------ Document excerpt ------

Universidade
Federal de Santa Maria
REGET, Santa Maria, v.
23, Ed. Especial, e9, 2019
DOI:
https://doi.org/10.5902/2236117038531
Submissão:
12/06/2019 Aprovação: 12/06/2019 Publicação:
25/06/2019
Production
and evaluation of particleboard made of sawdust and sugarcane bagasse with
polyurethane resin based on castor oil
Produção
e avaliação de painéis de partículas de serragem e bagaço de cana
com poliuretano a base de óleo
de mamona
Raissa Pravatta PivettaI
Ana
Laura Soler Cunha BuzoII
Estéfani Suana SugaharaIII
Sérgio Augusto de Mello da SilvaIV
I Graduanda, Departamento de Engenharia Civil, Universidade Estadual Paulista - UNESP,
Ilha Solteira, SP, Brasil.
raissa_ppivetta@hotmail.com
II Mestrandas, Departamento de Engenharia Civil, Universidade Estadual
Paulista - UNESP, Ilha Solteira, SP, Brasil. analaurasolercunha@gmail.com
III Mestrandas, Departamento de Engenharia Civil, Universidade Estadual
Paulista - UNESP, Ilha Solteira, SP, Brasil. estefanisugahara@hotmail.com
IV Doutor, Departamento de Engenharia Civil, Universidade Estadual Paulista -
UNESP, Ilha Solteira, SP, Brasil.
Abstract
Among the goals
for sustainable development in Brazil, studies have been conducted to better
use of industrial and agricultural waste to promote adequate final disposal of
these and generate new materials that minimize the exploitation and use of
natural resources. In this work, the proposal is to make and evaluate boards
with nominal density of 0.80 g.cm-3 using sugar cane bagasse, sawdust and
polyurethane resin derived from castor oil. Thus, three treatments with
different percentages of particles and 10% of PU-castor were proposed for the
preparation of boards that were pressed with a pressure of 50 kgf.cm-2, a temperature of 100 °C and a
pressing time of ten minutes. The boards were
evaluated for their physical properties (density, moisture content and
swelling) and mechanical (static flexure and perpendicular traction) according
to NBR 14810: 2-2013 and presented average values density of 936 to 937 kg.m-3,
swelling after 24 hours of 5.0 to 7.2%, modulus of resistance to static bending
of 22 to 23 MPa and perpendicular traction of 0.71 to 0.87 MPa. The results obtained
with the tests indicate the great potential of use of sugarcane bagasse and
sawdust to produce boards of high density particles.

------ Data listing ------

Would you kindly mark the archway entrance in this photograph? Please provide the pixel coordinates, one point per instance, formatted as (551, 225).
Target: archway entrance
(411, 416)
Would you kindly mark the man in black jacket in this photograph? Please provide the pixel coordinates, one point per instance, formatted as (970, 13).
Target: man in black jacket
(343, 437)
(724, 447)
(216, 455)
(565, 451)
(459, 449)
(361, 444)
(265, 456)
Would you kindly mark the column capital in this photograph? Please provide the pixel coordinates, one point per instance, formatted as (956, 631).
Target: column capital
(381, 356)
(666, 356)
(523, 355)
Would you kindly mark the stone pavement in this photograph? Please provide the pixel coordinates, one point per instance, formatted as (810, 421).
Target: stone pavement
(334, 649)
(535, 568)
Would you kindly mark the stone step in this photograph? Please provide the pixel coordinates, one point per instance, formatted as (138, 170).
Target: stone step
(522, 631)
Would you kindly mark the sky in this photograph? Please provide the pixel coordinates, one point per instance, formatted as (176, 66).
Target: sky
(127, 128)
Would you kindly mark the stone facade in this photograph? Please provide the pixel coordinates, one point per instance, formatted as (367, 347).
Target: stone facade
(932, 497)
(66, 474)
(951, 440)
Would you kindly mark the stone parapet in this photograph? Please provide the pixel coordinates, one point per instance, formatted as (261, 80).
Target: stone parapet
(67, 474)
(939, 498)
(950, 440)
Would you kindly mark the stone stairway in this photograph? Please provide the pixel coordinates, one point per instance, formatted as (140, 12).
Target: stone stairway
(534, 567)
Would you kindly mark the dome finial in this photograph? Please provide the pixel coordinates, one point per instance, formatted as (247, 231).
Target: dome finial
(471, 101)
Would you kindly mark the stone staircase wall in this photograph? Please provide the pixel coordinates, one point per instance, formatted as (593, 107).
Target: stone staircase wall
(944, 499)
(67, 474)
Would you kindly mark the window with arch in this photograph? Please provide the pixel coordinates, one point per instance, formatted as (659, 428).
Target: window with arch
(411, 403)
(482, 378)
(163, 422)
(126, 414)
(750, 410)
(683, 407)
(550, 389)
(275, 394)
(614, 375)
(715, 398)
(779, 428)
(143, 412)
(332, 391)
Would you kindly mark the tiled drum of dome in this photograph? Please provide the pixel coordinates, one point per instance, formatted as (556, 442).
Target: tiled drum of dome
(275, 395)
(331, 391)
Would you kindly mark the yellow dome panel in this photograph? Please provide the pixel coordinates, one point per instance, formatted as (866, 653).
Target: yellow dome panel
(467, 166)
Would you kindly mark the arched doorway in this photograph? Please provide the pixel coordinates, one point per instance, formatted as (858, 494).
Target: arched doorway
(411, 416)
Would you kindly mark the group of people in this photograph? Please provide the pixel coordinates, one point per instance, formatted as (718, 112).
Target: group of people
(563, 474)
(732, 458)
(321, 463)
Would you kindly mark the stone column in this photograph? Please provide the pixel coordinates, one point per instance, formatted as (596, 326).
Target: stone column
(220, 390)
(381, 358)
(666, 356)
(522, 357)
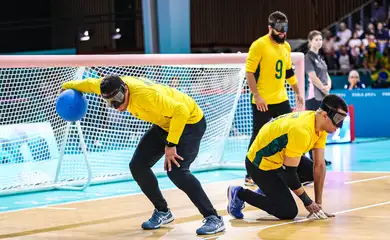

------

Exercise set:
1. In the particleboard article's abstract, list every physical and mechanical property for which the boards were evaluated.
2. Extend the particleboard article, beginning after its final sentence.
The records have no connection to the particleboard article.

The replies:
1. Density, moisture content, swelling, static flexure, and perpendicular traction.

2.
Keywords: Particleboards; Wood waste; Agroindustrial waste
Dentre as metas para um desenvolvimento sustentável, no Brasil são realizados
estudos para melhor aproveitamento de resíduos industriais e agrícolas de forma
a promover adequada disposição final destes e gerar novos materiais
que minimizem a exploração
e o uso de recursos naturais. Neste trabalho, propõe-se confeccionar e avaliar painéis de partículas com densidade nominal
de 0,80 g.cm-3 empregando-se
bagaço de cana-de-açúcar, serragem e adesivo poliuretano bicomponente derivado de óleo de mamona. Assim, foram propostos
três tratamentos com porcentagens diferentes de partículas e 10% de PU-Mamona
para confecção de painéis
que foram prensados com pressão de 50 kgf.cm-2, temperatura
de 100 °C e tempo de prensagem de dez
minutos. Os painéis foram avaliados
em suas propriedades
físicas (densidade, umidade e inchamento) e mecânicas (flexão estática e tração perpendicular)
de acordo com a NBR 14810:2-2013 e apresentaram valores médios de densidade de 936 a 937 kg.m-3,
Inchamento após 24h de 5,0 a 7,2%, módulo de resistência à flexão estática de 22 a 23 MPa e resistência
à tração perpendicular de 0,71 a 0,87 MPa. Os resultados obtidos
com os ensaios indicam o grande potencial de utilização de bagaço de cana
e serragem para produção de
painéis de partículas de alta densidade.
Palavras-chave: Painéis de partículas; Resíduos de madeira; Resíduos agroindustriais
1
Introduction
The exponential
growth of the world population with the rise in industrial activities had the
effect of increasing the demand for raw materials and also of the generation of
waste. Waste is material discarded in production and consumption chains that,
due to technological or market limitations, end up not having use or economic
value, and may cause negative impacts to the environment when handled improperly
(NOLASCO, 1998).
Forest-based
industries in Brazil generate a significant amount of waste during the
operational phases, from logging to the final product. In the study carried out
by Cerqueira et al. (2012) it was verified that the main wastes generated by
sawmills are sawdust (36.17%), firewood (25.53%), woodcuts (23.40%) and wood
chips (12.77%) and that for every 1.720 m3 of wood processed
annually, 396.6 m3 of waste is generated, thus creating a scenario
of low technological level and bad use of wood due to the large amount of waste
generated. This volume shows the great potential of using these materials to
produce particleboard.
According to the
Brundtland Report (1988), sustainable development must be understood as a
transformation process in which resource exploitation, investment direction, technological
development orientation and institutional change meet the needs of the present
without compromising the future generations to meet their own needs.
In this way, the
lumber sector focused on improving environmental performance using new inputs, such
as in the process of producing boards with biodegradable adhesives and various
vegetable residues such as tree pruning, bark, sugarcane, wood chips and other.
The use of lignocellulosic residues in the production of agglomerates has been
considered sustainable by reducing the use of natural wood and extending the
life of landfills (SANTOS et al., 2014).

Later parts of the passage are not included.